== Document text ==
Once again, this is a review of "Encode::Guess", not "Encode" (cpanratings needs work).
Encode::Guess is one scary module... in my first trial with it, I asked it to distinguish between latin-1 and utf-8, and it guessed that the latin-1 file was utf8, even though I'd intentionally put some octets in there that wouldn't be valid as utf8. Peeking at it internally, I see it's using the Encode::is_utf8 function, which the perl porters swear up and down is not at all a reliable way of identifying utf8 data (it's apparently very badly named).
What it's actually trying to do is a little difficult to understand from the documentation, and I suspect you need to know a fair amount about character encodings for it to make sense at all (e.g. there is no way for it to tell the difference between many encodings, and it's your problem to avoid giving it an ambiguous choice in the list of suspects).
I maintain that Perl couldn't spread so much up to Asian countries without Encode. This module was written by the late Nick Ing-Simmons at the outset, but many authors have since contributed to it. I'd offer my condolences on the late Nick Ing-Simmons, and I, as a user, am indebted to Kogai Dan-san representing the authors for their endeavours.
This is a review of "Encode::Guess", not "Encode" (blame cpanratings for this).
Encode::Guess is a Perl module which guesses the kind of character encoding of some data. It's mostly intended for distinguishing between the dozens of confusing encoding systems used in Japanese and Chinese and other such languages, and doesn't make many promises about being able to guess the encodings of European character sets.
===
== Data lines ==
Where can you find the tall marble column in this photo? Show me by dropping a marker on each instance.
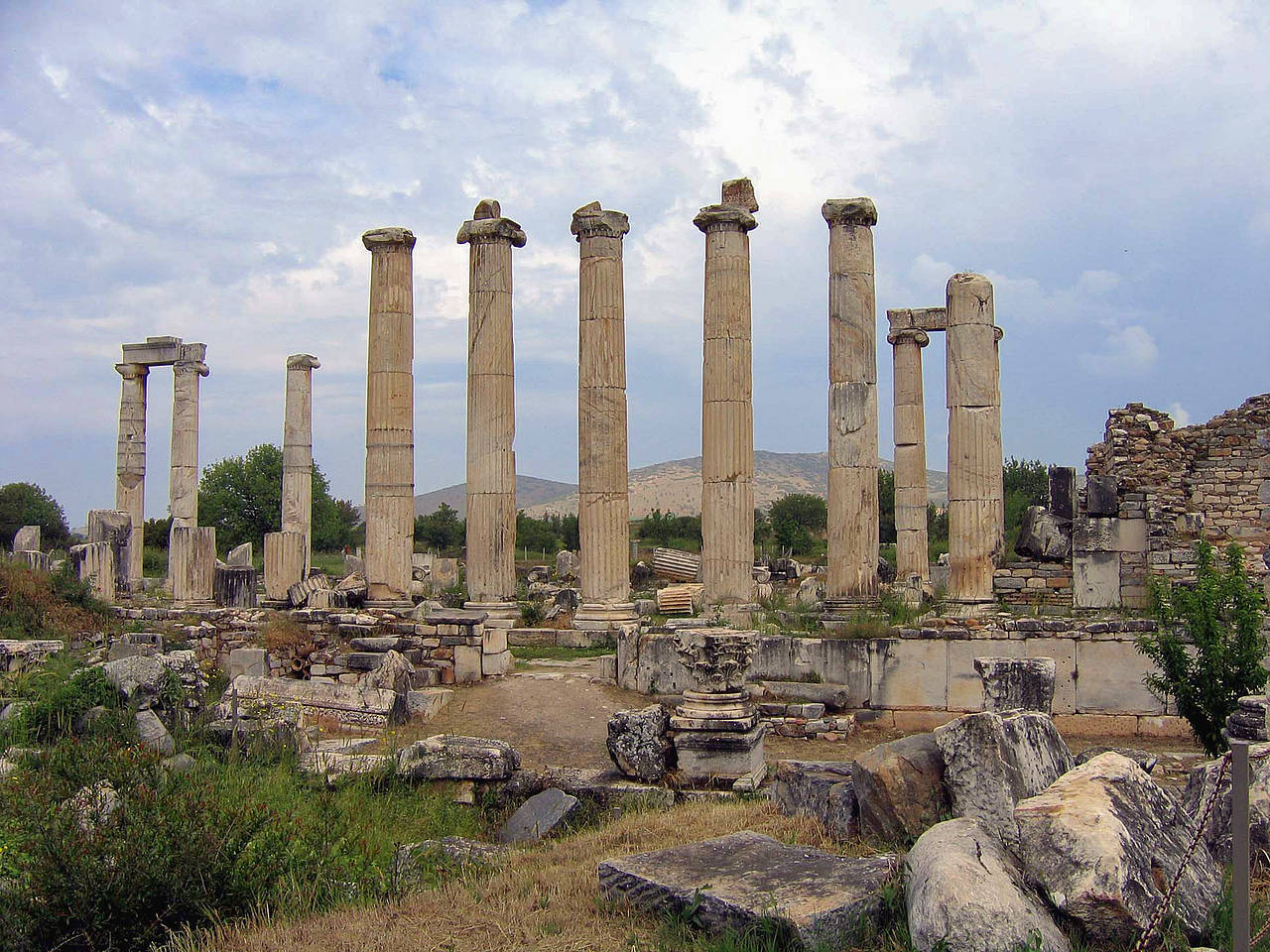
(390, 417)
(130, 483)
(490, 412)
(975, 493)
(852, 551)
(603, 503)
(726, 400)
(298, 451)
(912, 557)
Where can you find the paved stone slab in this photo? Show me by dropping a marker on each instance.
(738, 880)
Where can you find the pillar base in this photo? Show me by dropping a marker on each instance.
(499, 615)
(603, 616)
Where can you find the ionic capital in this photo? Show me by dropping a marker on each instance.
(908, 335)
(593, 221)
(849, 211)
(388, 239)
(719, 217)
(132, 371)
(489, 225)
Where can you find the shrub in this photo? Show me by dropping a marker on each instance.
(1220, 617)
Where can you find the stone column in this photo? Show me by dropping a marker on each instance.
(130, 481)
(975, 497)
(183, 480)
(490, 412)
(298, 451)
(912, 555)
(389, 417)
(603, 503)
(852, 575)
(726, 394)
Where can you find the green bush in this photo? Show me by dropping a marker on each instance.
(1209, 645)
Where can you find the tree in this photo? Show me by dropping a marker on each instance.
(798, 520)
(1219, 616)
(441, 530)
(240, 497)
(28, 504)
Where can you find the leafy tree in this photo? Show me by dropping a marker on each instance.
(798, 520)
(441, 530)
(240, 497)
(28, 504)
(1219, 616)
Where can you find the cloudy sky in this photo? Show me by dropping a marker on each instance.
(206, 171)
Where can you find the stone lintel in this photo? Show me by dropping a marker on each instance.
(731, 214)
(386, 238)
(849, 211)
(929, 318)
(154, 352)
(490, 230)
(590, 220)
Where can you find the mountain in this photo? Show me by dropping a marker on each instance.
(675, 486)
(530, 492)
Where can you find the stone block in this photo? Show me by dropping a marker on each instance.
(743, 879)
(1096, 580)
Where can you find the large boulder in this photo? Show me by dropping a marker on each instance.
(1103, 842)
(452, 757)
(638, 743)
(966, 893)
(818, 788)
(1202, 787)
(993, 762)
(899, 787)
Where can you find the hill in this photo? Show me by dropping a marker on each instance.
(675, 486)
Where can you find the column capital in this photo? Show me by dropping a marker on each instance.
(388, 239)
(489, 225)
(908, 334)
(849, 211)
(593, 221)
(724, 217)
(132, 371)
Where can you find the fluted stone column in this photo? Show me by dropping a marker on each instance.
(298, 451)
(183, 479)
(912, 556)
(852, 551)
(975, 497)
(726, 400)
(490, 412)
(390, 417)
(130, 484)
(603, 503)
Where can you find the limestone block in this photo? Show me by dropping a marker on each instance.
(908, 673)
(1110, 679)
(1096, 580)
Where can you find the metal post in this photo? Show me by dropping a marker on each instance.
(1239, 852)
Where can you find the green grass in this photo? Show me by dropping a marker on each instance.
(550, 653)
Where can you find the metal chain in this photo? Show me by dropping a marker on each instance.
(1166, 901)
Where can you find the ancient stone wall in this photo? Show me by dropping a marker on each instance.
(1209, 477)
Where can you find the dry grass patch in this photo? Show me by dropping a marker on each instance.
(543, 898)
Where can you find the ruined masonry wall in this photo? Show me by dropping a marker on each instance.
(1211, 476)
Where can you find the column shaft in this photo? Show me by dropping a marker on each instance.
(389, 416)
(298, 452)
(603, 504)
(852, 570)
(910, 425)
(975, 497)
(130, 485)
(490, 407)
(726, 400)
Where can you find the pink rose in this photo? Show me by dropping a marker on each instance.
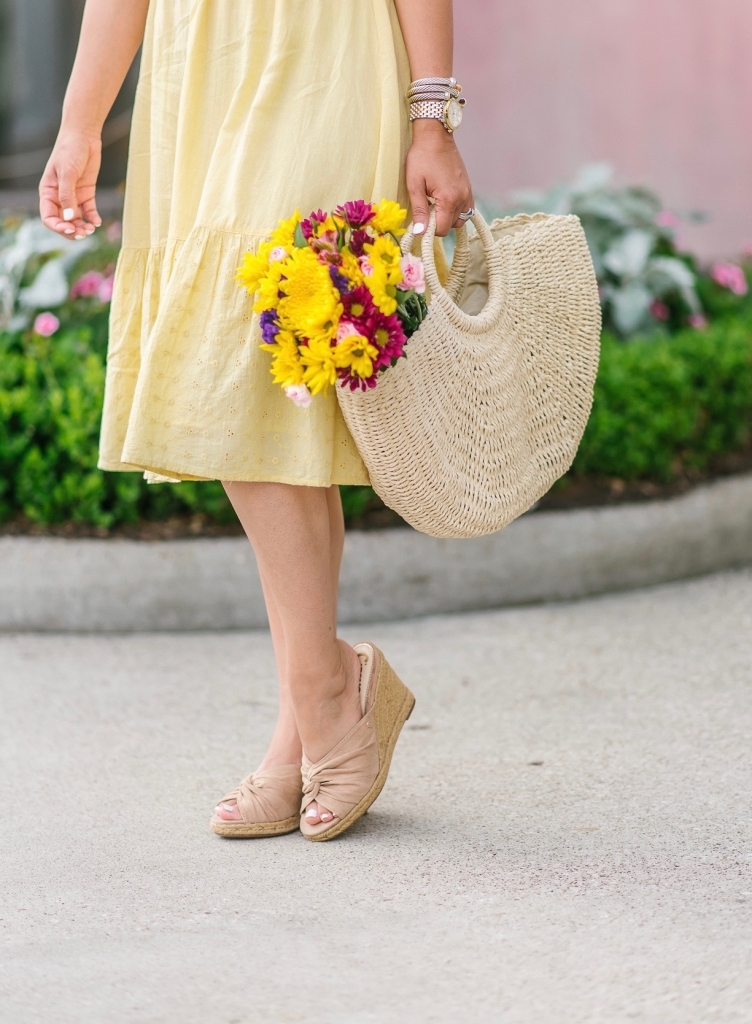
(87, 285)
(729, 275)
(299, 394)
(105, 292)
(667, 219)
(413, 273)
(46, 325)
===
• Written tasks:
1. Print part of the Encode::Guess reviews word for word, beginning at the words "What it's actually" and stopping after "for their endeavours.".
2. Proceed with the Encode::Guess reviews, continuing the text from the point where it stops.
The records were taken from a different source than the Encode::Guess reviews.

• Task results:
1.
What it's actually trying to do is a little difficult to understand from the documentation, and I suspect you need to know a fair amount about character encodings for it to make sense at all (e.g. there is no way for it to tell the difference between many encodings, and it's your problem to avoid giving it an ambiguous choice in the list of suspects).
I maintain that Perl couldn't spread so much up to Asian countries without Encode. This module was written by the late Nick Ing-Simmons at the outset, but many authors have since contributed to it. I'd offer my condolences on the late Nick Ing-Simmons, and I, as a user, am indebted to Kogai Dan-san representing the authors for their endeavours.

2.
My main interest is in Japanese encodings, and I used Encode::Guess
successfully to decode some files written in either CP932 (Shift JIS) or UTF-8.
Although the module worked, and did its job well, I still have to say that this implementation is counterintuitive. First of all the documentation is very bizarre. The very first thing it tells you, the example in the "Synopsis" section of the documentation, to use Encode::decode ("Guess",...) is horrible and you will be miserable if you try to use this. I guess most people will do the same thing as me and start with the example in the synopsis before they read the whole of the documentation. It was only after struggling with the decode ("Guess",...) method that I came across another way to access this module's functions, buried down in the middle of the documentation. This is to make a $decoder object using Encode::Guess->guess.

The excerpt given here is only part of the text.